Please copy all the lines that follow, word for word.

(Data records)

►

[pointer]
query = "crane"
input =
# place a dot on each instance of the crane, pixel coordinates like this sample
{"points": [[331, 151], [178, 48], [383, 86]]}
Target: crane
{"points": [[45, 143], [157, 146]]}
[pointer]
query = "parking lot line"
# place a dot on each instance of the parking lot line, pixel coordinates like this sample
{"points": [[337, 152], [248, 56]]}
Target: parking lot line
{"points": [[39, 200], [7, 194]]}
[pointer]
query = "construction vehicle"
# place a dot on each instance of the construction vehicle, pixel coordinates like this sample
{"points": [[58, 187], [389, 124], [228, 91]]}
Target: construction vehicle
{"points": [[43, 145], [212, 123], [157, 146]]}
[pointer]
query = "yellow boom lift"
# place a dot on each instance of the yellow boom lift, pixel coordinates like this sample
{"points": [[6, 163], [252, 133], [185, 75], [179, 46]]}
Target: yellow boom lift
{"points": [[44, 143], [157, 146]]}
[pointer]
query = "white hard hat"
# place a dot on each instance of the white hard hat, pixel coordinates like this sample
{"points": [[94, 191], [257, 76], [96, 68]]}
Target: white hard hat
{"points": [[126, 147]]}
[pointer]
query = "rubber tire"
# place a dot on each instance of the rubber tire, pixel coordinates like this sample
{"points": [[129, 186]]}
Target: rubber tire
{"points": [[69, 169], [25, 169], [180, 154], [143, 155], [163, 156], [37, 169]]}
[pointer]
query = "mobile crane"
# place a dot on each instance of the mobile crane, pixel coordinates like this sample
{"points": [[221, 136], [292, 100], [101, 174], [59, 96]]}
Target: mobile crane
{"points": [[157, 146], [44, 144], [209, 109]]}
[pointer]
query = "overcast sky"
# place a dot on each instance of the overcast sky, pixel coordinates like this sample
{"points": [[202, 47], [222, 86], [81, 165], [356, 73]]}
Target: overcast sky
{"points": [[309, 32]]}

◄

#### RESPONSE TO THE TASK
[pointer]
query = "crane"
input =
# place a dot on each instance of the crane, pixel coordinates like this sample
{"points": [[331, 151], [178, 48], [383, 86]]}
Target: crane
{"points": [[45, 143], [157, 146]]}
[pointer]
query = "parking lot line"
# place a dot on each instance of the parking lot line, pixel coordinates like this sample
{"points": [[337, 152], [248, 56]]}
Target: parking lot line
{"points": [[39, 200], [7, 194]]}
[pointer]
query = "construction vehicle"
# place a dot on each instance of the construction vehicle, pixel coordinates like this sample
{"points": [[58, 187], [389, 124], [228, 91]]}
Target: construction vehicle
{"points": [[43, 145], [212, 123], [157, 146]]}
[pointer]
query = "yellow boom lift"
# place a dot on each instance of the yellow boom lift, pixel coordinates like this sample
{"points": [[6, 163], [252, 133], [185, 75], [179, 46]]}
Target: yellow boom lift
{"points": [[44, 143], [157, 146]]}
[pointer]
query = "white hard hat"
# place a dot on each instance of the white hard hat, pixel coordinates like this sample
{"points": [[94, 191], [257, 76], [96, 68]]}
Target: white hard hat
{"points": [[126, 147]]}
[pointer]
query = "rubber tire"
# place a dot on each instance of the rubber tire, pixel coordinates like this sample
{"points": [[129, 186]]}
Target: rubber tire
{"points": [[69, 169], [25, 169], [180, 154], [143, 155], [163, 156], [37, 169]]}
[pointer]
query = "mobile crane"
# place a dot on each instance of the mobile crane, pixel coordinates like this sample
{"points": [[221, 136], [292, 100], [101, 174], [59, 96]]}
Target: mobile crane
{"points": [[157, 146], [44, 144], [209, 109]]}
[pointer]
query = "overcast sky"
# place a dot on each instance of the overcast sky, pixel coordinates like this sample
{"points": [[202, 47], [222, 86], [81, 165], [356, 73]]}
Target: overcast sky
{"points": [[309, 32]]}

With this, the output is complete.